Records contained in a dataset
++++++

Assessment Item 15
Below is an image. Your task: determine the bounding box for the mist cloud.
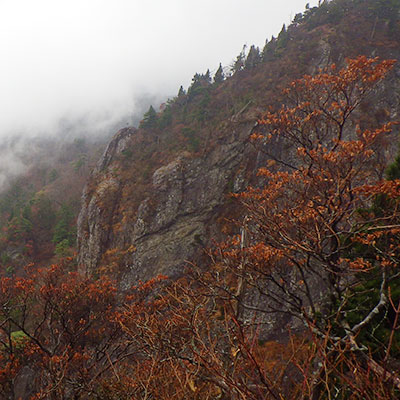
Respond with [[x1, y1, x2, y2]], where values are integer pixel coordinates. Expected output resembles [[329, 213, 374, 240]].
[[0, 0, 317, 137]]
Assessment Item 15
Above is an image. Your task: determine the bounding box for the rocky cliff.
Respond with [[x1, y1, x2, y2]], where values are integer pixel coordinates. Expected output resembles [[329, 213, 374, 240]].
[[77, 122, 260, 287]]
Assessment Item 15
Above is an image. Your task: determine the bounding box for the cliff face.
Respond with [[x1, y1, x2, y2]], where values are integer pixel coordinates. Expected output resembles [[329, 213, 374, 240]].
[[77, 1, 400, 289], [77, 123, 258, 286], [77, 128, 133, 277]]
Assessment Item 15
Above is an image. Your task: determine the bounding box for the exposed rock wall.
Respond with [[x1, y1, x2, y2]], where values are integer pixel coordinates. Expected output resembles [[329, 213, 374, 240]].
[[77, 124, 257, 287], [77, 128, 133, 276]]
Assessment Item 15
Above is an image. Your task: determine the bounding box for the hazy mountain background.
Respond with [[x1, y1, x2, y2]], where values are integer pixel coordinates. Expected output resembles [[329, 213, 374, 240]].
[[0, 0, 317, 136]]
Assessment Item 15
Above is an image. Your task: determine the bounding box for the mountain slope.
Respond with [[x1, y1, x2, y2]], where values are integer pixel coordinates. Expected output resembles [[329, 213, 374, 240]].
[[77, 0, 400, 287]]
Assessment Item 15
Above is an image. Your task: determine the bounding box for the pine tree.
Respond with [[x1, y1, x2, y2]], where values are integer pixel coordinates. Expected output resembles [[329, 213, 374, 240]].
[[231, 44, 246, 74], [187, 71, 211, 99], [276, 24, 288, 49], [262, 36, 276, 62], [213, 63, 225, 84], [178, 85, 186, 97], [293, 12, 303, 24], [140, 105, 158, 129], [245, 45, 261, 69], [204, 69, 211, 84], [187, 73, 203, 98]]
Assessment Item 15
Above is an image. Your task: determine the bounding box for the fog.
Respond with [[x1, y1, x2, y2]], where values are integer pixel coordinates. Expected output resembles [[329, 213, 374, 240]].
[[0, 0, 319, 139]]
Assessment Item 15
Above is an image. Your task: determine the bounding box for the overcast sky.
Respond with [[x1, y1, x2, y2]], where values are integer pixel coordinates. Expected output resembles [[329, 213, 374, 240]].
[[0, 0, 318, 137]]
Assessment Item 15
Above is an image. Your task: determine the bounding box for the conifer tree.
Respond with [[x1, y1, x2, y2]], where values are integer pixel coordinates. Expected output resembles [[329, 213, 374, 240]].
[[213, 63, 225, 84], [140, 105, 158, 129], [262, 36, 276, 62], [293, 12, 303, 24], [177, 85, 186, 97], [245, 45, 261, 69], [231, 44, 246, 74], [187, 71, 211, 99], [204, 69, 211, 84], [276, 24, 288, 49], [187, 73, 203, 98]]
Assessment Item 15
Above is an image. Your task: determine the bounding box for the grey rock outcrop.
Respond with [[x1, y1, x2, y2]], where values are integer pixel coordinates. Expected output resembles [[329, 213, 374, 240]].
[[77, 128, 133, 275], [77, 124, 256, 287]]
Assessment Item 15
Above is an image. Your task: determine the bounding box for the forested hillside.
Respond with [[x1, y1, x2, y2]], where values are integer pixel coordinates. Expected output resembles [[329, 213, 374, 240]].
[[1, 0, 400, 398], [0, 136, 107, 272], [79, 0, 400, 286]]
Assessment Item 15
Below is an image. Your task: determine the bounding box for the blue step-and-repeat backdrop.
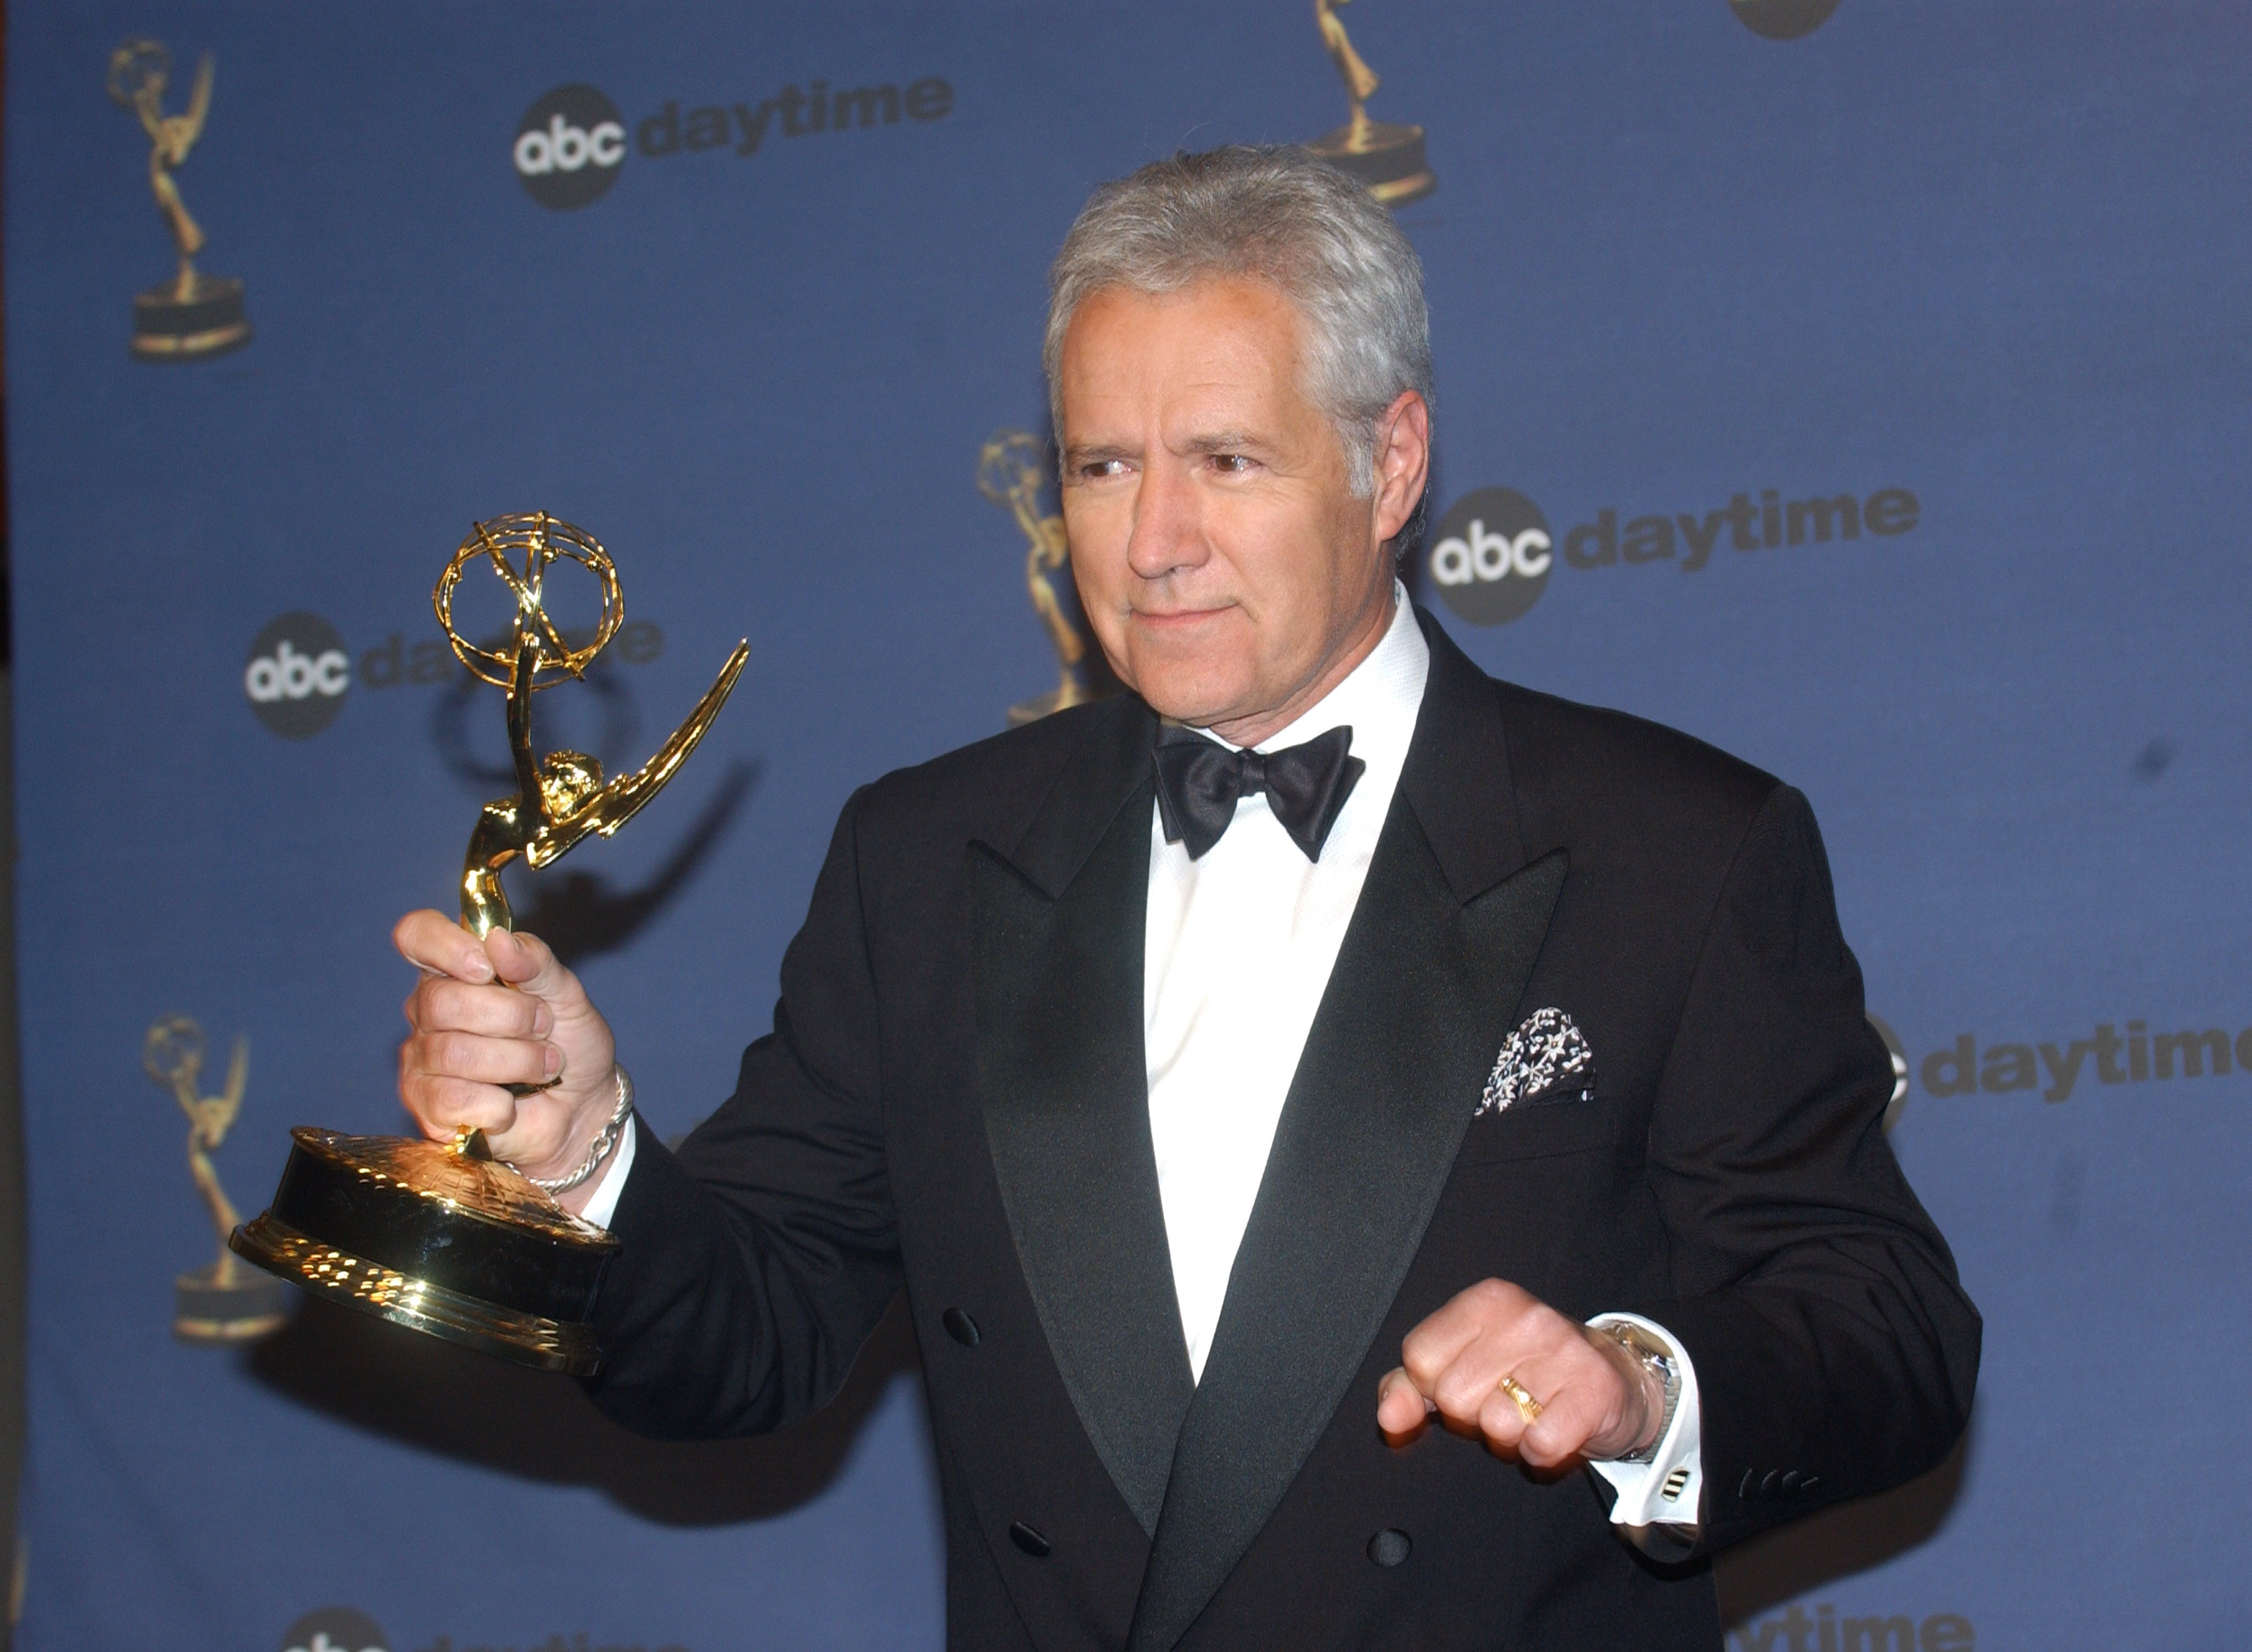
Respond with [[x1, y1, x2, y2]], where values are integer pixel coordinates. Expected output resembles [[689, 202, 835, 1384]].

++++++

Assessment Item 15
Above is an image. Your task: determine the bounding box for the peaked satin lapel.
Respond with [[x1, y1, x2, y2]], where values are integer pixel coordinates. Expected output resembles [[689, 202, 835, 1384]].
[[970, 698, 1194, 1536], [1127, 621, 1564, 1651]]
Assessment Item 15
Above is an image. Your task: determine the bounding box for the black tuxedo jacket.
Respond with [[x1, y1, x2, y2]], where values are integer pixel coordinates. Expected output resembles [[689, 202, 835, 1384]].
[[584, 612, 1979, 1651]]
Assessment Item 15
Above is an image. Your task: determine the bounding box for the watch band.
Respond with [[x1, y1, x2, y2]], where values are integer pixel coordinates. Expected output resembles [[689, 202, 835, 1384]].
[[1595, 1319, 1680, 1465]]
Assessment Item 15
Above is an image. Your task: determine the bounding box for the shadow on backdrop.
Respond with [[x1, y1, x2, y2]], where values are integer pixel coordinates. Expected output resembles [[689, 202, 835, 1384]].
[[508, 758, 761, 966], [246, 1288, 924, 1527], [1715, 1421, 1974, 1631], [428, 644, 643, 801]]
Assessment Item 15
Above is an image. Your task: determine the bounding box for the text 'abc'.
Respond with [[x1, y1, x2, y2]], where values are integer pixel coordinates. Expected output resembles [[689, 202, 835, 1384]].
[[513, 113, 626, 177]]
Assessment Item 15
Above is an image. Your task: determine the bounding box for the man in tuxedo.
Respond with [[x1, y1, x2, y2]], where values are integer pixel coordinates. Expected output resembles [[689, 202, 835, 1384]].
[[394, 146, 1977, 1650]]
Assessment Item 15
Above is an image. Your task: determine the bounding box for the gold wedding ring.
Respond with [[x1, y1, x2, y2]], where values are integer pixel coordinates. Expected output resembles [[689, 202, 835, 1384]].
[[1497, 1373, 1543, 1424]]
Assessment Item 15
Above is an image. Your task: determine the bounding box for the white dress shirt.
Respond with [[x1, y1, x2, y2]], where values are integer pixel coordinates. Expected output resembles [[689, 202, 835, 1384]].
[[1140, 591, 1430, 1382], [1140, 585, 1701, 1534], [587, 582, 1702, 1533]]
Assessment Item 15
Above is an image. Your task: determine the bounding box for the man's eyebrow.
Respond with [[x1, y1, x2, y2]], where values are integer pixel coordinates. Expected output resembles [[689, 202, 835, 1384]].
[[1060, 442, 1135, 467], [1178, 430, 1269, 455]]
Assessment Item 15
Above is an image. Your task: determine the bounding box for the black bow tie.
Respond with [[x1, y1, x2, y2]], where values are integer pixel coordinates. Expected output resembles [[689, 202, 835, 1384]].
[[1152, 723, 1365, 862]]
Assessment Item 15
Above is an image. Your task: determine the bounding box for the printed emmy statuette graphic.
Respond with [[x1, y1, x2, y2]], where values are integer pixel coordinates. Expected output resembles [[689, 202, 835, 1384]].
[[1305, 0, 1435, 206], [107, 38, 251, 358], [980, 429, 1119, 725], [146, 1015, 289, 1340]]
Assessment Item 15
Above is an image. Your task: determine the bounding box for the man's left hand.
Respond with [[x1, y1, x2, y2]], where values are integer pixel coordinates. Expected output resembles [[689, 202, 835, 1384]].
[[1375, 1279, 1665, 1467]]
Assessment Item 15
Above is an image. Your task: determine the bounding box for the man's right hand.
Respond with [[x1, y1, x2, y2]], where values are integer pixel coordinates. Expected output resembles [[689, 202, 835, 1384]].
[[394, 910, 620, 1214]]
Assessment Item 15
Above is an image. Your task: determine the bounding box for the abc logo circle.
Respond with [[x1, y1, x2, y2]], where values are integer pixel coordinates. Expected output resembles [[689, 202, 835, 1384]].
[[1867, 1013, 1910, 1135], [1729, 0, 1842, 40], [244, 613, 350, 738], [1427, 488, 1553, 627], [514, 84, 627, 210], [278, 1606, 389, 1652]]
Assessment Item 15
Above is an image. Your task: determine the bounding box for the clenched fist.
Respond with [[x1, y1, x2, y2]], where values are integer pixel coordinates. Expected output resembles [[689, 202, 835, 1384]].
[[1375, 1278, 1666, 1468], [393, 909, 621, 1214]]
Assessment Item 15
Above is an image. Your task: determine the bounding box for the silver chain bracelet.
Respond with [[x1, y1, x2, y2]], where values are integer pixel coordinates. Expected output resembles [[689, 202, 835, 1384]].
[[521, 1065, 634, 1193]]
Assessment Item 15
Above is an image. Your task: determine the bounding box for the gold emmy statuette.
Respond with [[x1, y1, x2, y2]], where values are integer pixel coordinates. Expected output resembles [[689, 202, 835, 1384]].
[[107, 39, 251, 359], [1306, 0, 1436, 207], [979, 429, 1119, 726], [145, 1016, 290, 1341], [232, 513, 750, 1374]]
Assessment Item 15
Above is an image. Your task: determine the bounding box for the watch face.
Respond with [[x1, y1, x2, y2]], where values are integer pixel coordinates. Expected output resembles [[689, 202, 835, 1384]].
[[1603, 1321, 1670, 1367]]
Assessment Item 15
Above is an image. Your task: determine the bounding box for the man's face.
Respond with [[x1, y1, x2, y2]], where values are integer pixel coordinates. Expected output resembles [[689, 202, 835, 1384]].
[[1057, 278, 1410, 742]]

++++++

Activity: Please copy each line of the entries in which the word "tuxedo" shows up.

Answer section:
Above is an image. Your task: determine the bounding box for the black tuxedo jacket.
Above is an image. Your task: determine the bounding box for the man in tuxedo.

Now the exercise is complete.